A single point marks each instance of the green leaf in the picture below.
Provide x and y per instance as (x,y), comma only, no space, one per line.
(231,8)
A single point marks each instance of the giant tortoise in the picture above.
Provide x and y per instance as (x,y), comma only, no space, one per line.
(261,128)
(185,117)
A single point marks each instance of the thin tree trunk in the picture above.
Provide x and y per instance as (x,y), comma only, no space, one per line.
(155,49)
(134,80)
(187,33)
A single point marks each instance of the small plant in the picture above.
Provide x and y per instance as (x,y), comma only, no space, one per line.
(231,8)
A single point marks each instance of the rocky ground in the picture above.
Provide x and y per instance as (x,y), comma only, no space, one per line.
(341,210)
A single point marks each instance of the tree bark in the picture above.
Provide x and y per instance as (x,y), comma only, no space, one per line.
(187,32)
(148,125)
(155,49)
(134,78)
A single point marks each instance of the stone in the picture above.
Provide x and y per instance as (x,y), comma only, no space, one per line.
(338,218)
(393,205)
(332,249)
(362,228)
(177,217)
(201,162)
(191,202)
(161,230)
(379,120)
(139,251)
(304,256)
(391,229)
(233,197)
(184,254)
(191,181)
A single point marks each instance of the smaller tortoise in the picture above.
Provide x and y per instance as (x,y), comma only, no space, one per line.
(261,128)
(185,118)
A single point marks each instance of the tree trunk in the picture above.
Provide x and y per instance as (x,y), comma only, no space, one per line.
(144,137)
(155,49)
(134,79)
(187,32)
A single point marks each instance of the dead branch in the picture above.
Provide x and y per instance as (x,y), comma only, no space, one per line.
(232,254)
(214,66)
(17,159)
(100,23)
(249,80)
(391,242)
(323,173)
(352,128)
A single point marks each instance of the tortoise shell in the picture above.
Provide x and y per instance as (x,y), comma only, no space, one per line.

**Short problem**
Starting with the line that contains "A single point marks each instance of the smaller" and going on through the end of the data, write out every line again, requests included. Multiply each coordinate in the answers by 0.6 and round it to a whole number, with halves rounded up.

**Output for this task**
A single point marks each instance of the smaller tortoise in the picture above.
Provide x and y per instance as (x,y), comma only, no space, one per line.
(157,77)
(111,71)
A single point marks each instance of the tree trunk in the picture above.
Provide x and y per instance as (x,y), comma only, no space, one per line.
(86,82)
(93,29)
(80,47)
(112,19)
A single point marks each instance of the dead branch in the picture above.
Provide x and y per instance as (x,y), comma only, no space, one per line.
(139,152)
(128,40)
(10,95)
(60,14)
(149,48)
(235,145)
(194,104)
(211,77)
A single point marks each instance of the tortoise shell in the picture above.
Provide x and y per instance as (x,y), comma only, no space, one per line.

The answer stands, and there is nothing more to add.